• _Task requirements_: Nothing may be dropped or altered: reproduce all the data.

• _Supplied records_:
★ ★ ★ ★ ★ ★ ★
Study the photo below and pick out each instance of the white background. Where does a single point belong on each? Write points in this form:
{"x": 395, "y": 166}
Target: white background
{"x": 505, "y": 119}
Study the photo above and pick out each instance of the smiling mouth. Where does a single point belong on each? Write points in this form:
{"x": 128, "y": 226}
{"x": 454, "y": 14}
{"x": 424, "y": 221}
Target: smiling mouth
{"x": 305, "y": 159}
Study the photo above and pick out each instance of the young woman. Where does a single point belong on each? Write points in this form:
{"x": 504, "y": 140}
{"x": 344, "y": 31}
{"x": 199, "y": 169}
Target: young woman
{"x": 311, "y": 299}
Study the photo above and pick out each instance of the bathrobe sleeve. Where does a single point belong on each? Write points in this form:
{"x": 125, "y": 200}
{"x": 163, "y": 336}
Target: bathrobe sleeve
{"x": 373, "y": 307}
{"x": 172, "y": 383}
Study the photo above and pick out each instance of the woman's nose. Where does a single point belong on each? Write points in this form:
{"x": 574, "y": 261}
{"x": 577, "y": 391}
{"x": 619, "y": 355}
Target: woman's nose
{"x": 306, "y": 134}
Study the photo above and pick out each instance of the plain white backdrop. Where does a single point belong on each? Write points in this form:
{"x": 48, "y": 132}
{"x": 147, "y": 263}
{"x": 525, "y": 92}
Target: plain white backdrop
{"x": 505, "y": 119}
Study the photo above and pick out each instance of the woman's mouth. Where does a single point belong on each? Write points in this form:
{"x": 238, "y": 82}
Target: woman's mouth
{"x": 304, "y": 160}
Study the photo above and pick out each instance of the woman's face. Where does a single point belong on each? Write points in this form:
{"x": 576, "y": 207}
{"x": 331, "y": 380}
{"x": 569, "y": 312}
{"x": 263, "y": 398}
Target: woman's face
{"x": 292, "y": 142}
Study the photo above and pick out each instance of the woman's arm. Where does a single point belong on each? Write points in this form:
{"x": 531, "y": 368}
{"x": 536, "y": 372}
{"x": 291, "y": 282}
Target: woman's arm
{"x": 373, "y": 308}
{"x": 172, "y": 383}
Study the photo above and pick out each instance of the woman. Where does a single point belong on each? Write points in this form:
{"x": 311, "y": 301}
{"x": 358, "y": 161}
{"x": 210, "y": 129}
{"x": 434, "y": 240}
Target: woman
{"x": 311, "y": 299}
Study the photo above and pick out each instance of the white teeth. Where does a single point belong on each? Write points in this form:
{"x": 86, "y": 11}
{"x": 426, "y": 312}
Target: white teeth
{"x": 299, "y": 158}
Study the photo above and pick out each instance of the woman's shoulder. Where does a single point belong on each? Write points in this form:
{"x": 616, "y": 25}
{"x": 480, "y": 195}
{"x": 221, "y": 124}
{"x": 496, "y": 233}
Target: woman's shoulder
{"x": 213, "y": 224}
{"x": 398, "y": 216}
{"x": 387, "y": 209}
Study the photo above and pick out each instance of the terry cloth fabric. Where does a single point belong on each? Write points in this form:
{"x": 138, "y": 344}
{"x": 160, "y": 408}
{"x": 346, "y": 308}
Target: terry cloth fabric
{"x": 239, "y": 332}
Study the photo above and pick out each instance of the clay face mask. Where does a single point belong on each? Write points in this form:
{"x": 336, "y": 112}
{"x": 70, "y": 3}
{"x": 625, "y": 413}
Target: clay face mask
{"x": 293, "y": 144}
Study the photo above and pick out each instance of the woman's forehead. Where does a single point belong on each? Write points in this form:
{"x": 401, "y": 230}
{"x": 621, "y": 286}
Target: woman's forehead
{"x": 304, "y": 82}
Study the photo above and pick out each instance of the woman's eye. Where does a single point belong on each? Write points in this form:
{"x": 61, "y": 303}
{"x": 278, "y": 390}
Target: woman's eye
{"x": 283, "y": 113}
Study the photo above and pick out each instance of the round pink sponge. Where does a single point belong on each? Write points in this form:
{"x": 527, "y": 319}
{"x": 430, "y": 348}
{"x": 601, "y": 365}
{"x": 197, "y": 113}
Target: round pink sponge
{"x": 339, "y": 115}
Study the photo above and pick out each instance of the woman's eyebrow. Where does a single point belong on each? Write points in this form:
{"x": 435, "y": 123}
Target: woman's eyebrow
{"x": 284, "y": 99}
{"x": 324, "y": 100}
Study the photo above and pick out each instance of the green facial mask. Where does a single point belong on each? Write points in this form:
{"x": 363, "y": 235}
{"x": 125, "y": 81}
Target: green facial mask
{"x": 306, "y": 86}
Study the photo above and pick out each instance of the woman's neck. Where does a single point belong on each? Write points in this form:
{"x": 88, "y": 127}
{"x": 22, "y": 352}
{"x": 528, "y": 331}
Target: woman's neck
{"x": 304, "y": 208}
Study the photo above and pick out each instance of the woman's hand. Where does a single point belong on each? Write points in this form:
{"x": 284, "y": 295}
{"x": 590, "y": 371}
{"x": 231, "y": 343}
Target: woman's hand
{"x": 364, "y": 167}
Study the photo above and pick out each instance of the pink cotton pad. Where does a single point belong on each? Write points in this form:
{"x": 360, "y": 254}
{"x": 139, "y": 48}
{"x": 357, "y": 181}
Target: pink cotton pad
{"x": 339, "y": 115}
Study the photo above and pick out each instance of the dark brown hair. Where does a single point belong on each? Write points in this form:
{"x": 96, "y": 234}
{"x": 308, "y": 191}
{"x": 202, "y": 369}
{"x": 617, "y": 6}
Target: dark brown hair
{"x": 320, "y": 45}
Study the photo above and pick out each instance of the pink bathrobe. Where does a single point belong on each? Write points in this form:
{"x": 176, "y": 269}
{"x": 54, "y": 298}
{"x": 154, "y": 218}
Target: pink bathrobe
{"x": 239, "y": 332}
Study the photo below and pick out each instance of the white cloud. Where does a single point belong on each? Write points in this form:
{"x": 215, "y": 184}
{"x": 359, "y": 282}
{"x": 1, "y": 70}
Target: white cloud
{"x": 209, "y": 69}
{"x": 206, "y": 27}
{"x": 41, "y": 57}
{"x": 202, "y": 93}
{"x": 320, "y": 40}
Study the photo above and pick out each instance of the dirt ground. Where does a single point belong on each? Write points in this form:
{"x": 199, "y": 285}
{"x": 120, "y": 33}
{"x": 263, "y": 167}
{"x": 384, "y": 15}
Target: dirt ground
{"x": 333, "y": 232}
★ ★ ★ ★ ★ ★ ★
• _Answer space_:
Study the photo below and pick out each instance of the white background. Where does a single point belong on each? Write points in this form:
{"x": 395, "y": 166}
Target: white background
{"x": 505, "y": 119}
Study the photo above and pick out each instance of the smiling mouth. Where does a single point belong on each? Write points in this form:
{"x": 128, "y": 226}
{"x": 454, "y": 14}
{"x": 424, "y": 221}
Target: smiling mouth
{"x": 305, "y": 159}
Study the photo above and pick out each instance of the young woman. Where does a single point belong on each? Write points in this form:
{"x": 504, "y": 140}
{"x": 344, "y": 31}
{"x": 199, "y": 169}
Target: young woman
{"x": 311, "y": 299}
Study the photo above and pick out each instance of the bathrobe sleeve. Where does a single point belong on each? Write points in this form:
{"x": 125, "y": 200}
{"x": 163, "y": 336}
Target: bathrobe sleeve
{"x": 373, "y": 307}
{"x": 172, "y": 383}
Study the photo above and pick out each instance of the woman's nose. Where does a single point belong on each? Write points in this form:
{"x": 574, "y": 261}
{"x": 577, "y": 391}
{"x": 619, "y": 355}
Target: woman's nose
{"x": 306, "y": 134}
Study the photo above and pick out each instance of the plain white backdrop. Where does a single point belong on each? Write points in this form:
{"x": 48, "y": 132}
{"x": 147, "y": 263}
{"x": 525, "y": 92}
Target: plain white backdrop
{"x": 505, "y": 119}
Study the photo above and pick out each instance of the woman's mouth. Where does a single point belong on each? Write points in this form:
{"x": 238, "y": 82}
Target: woman's mouth
{"x": 304, "y": 160}
Study the photo above and pick out each instance of the woman's face. Where does a single point belong on each? Write points in this form:
{"x": 576, "y": 207}
{"x": 331, "y": 380}
{"x": 569, "y": 312}
{"x": 263, "y": 398}
Target: woman's face
{"x": 292, "y": 142}
Study the photo above and pick out each instance of the woman's arm. Where does a single point belong on each? Write points in this form:
{"x": 531, "y": 368}
{"x": 536, "y": 372}
{"x": 291, "y": 282}
Target: woman's arm
{"x": 373, "y": 308}
{"x": 172, "y": 383}
Study the photo above and pick out each instance of the woman. Where does a single point belong on each? Write points in this form:
{"x": 311, "y": 301}
{"x": 358, "y": 161}
{"x": 210, "y": 129}
{"x": 434, "y": 240}
Target: woman
{"x": 311, "y": 299}
Study the photo above and pick out each instance of the white teeth. Where does a single point belong on each? Write points in this form:
{"x": 86, "y": 11}
{"x": 426, "y": 312}
Target: white teeth
{"x": 299, "y": 158}
Study the photo above and pick out each instance of the woman's shoulder. Where does a single point belong on each? Write points in this form:
{"x": 616, "y": 25}
{"x": 480, "y": 195}
{"x": 221, "y": 124}
{"x": 496, "y": 233}
Target: woman's shoulder
{"x": 213, "y": 224}
{"x": 398, "y": 216}
{"x": 387, "y": 209}
Study the photo above and pick out each instance of the terry cloth fabric. Where does a single point belong on each? Write points in this form:
{"x": 138, "y": 344}
{"x": 160, "y": 408}
{"x": 346, "y": 308}
Target: terry cloth fabric
{"x": 239, "y": 332}
Study the photo above and pick out each instance of the clay face mask. Where does a single point belong on each? Write points in this form:
{"x": 336, "y": 112}
{"x": 70, "y": 3}
{"x": 625, "y": 413}
Target: clay face mask
{"x": 293, "y": 144}
Study the photo above and pick out each instance of the woman's forehead. Where does a single point belong on each? Write points in this form:
{"x": 401, "y": 230}
{"x": 621, "y": 286}
Target: woman's forehead
{"x": 304, "y": 82}
Study the photo above and pick out each instance of the woman's eye. Where does a single point belong on each? Write points in this form:
{"x": 61, "y": 303}
{"x": 278, "y": 390}
Target: woman's eye
{"x": 283, "y": 113}
Study the photo above and pick out each instance of the round pink sponge. Where does a single point belong on each? Write points in this form:
{"x": 527, "y": 319}
{"x": 430, "y": 348}
{"x": 601, "y": 365}
{"x": 197, "y": 113}
Target: round pink sponge
{"x": 339, "y": 115}
Study the photo above and pick out each instance of the woman's eyebrow. Where does a single point belong on each? Write points in this form:
{"x": 435, "y": 123}
Target: woman's eyebrow
{"x": 284, "y": 99}
{"x": 324, "y": 100}
Study the photo above and pick out each instance of the green facial mask. Where does a single point belong on each? Write points in this form:
{"x": 363, "y": 235}
{"x": 125, "y": 81}
Target: green facial mask
{"x": 306, "y": 86}
Study the photo above and pick out each instance of the woman's neck. Where does a single point belong on each? Write points in this form:
{"x": 88, "y": 127}
{"x": 22, "y": 352}
{"x": 528, "y": 331}
Target: woman's neck
{"x": 304, "y": 208}
Study the photo above and pick out each instance of the woman's hand. Where does a single point belong on each? Write points in this form:
{"x": 284, "y": 295}
{"x": 590, "y": 371}
{"x": 231, "y": 343}
Target: woman's hand
{"x": 364, "y": 167}
Study the photo above and pick out each instance of the pink cotton pad. Where does a single point belong on each? Write points in this form:
{"x": 360, "y": 254}
{"x": 139, "y": 48}
{"x": 357, "y": 181}
Target: pink cotton pad
{"x": 339, "y": 115}
Study the photo above and pick out each instance of the dark brown hair. Where does a single point belong on each? Write points in this form:
{"x": 96, "y": 234}
{"x": 308, "y": 191}
{"x": 202, "y": 369}
{"x": 617, "y": 6}
Target: dark brown hair
{"x": 320, "y": 45}
Study the photo above and pick out each instance of the pink bathrobe. Where does a single point belong on each? Write points in this form:
{"x": 176, "y": 269}
{"x": 54, "y": 298}
{"x": 154, "y": 218}
Target: pink bathrobe
{"x": 239, "y": 332}
Study the photo below and pick out each instance of the white cloud. Where does a single point belong on each? Write points in this form:
{"x": 215, "y": 184}
{"x": 359, "y": 282}
{"x": 1, "y": 70}
Target: white cloud
{"x": 209, "y": 69}
{"x": 206, "y": 27}
{"x": 41, "y": 57}
{"x": 202, "y": 93}
{"x": 320, "y": 40}
Study the photo above and pick out each instance of the dirt ground. Where does a single point belong on each? Write points in this form:
{"x": 199, "y": 285}
{"x": 120, "y": 33}
{"x": 263, "y": 167}
{"x": 384, "y": 15}
Target: dirt ground
{"x": 333, "y": 232}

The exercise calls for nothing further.